[Start RECORDS]

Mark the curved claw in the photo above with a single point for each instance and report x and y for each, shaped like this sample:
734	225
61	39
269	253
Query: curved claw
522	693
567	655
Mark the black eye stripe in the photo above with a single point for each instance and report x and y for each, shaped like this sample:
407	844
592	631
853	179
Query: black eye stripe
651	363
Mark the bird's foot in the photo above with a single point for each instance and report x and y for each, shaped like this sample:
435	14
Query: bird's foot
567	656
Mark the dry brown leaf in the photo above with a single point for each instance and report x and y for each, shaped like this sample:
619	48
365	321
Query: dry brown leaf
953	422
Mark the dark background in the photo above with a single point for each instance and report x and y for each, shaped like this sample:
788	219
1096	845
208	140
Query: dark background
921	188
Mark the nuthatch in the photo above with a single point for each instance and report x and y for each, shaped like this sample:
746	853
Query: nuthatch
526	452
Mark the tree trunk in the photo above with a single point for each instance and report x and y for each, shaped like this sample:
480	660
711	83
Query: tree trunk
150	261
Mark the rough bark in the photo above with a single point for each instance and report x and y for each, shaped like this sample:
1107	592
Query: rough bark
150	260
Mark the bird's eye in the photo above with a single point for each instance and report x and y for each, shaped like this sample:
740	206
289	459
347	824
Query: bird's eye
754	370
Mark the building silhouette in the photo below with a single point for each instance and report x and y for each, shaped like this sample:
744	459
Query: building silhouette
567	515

[End RECORDS]

### EXERCISE OBJECTIVE:
Turn every line of the items above into a numbered list, leaving out any blank lines.

### SOLUTION FOR THIS EXERCISE:
1. Mark the curved claw in the photo above with a single point for each instance and report x and y for each, shaped like this sample:
2. 734	225
3. 61	39
4. 269	253
5. Query: curved claw
6. 522	693
7. 567	655
8. Mark the black eye stripe in the photo above with a single point for each instance and report x and y for each, shaped like this sample:
9. 407	844
10. 592	631
11. 853	179
12. Query: black eye stripe
13. 651	363
14. Mark the bird's foot in the photo above with a single point for each instance and report x and y for each, shaped like this sample:
15. 435	14
16. Query: bird's foot
17. 567	656
18. Mark the dry brown leaf in the photo above with a single point for each instance and report x and y for each, shaped like this sample:
19. 619	48
20. 365	321
21. Query: dry brown leaf
22. 953	422
23. Mark the dark background in the photo above with a single point for each instance and report x and y for each, shaped like this sample:
24. 788	219
25. 1096	845
26. 208	140
27. Query: dark background
28. 921	188
29. Mark the nuthatch in the photo above with a single point for each instance and report x and y for each, shaped like this sample:
30. 746	853
31. Query: nuthatch
32. 526	452
33. Mark the tree trunk in the photo above with a single point for each instance and report x and y for each, shaped like this sample:
34. 480	660
35. 711	83
36. Query: tree trunk
37. 150	261
38. Mark the rough bark in the photo above with a single point for each instance and report x and y for each, shaped like this sample:
39. 1107	592
40. Query: rough bark
41. 150	260
42. Mark the bird's eye in the photo above with a single point for each instance and report x and y for each, shaped like this sample:
43. 740	206
44. 289	459
45. 347	824
46. Query: bird's eye
47. 754	370
48. Mark the building silhouette in the photo below with a single point for each instance and report x and y for each, shaped like this sample:
49. 744	459
50. Query: building silhouette
51. 567	515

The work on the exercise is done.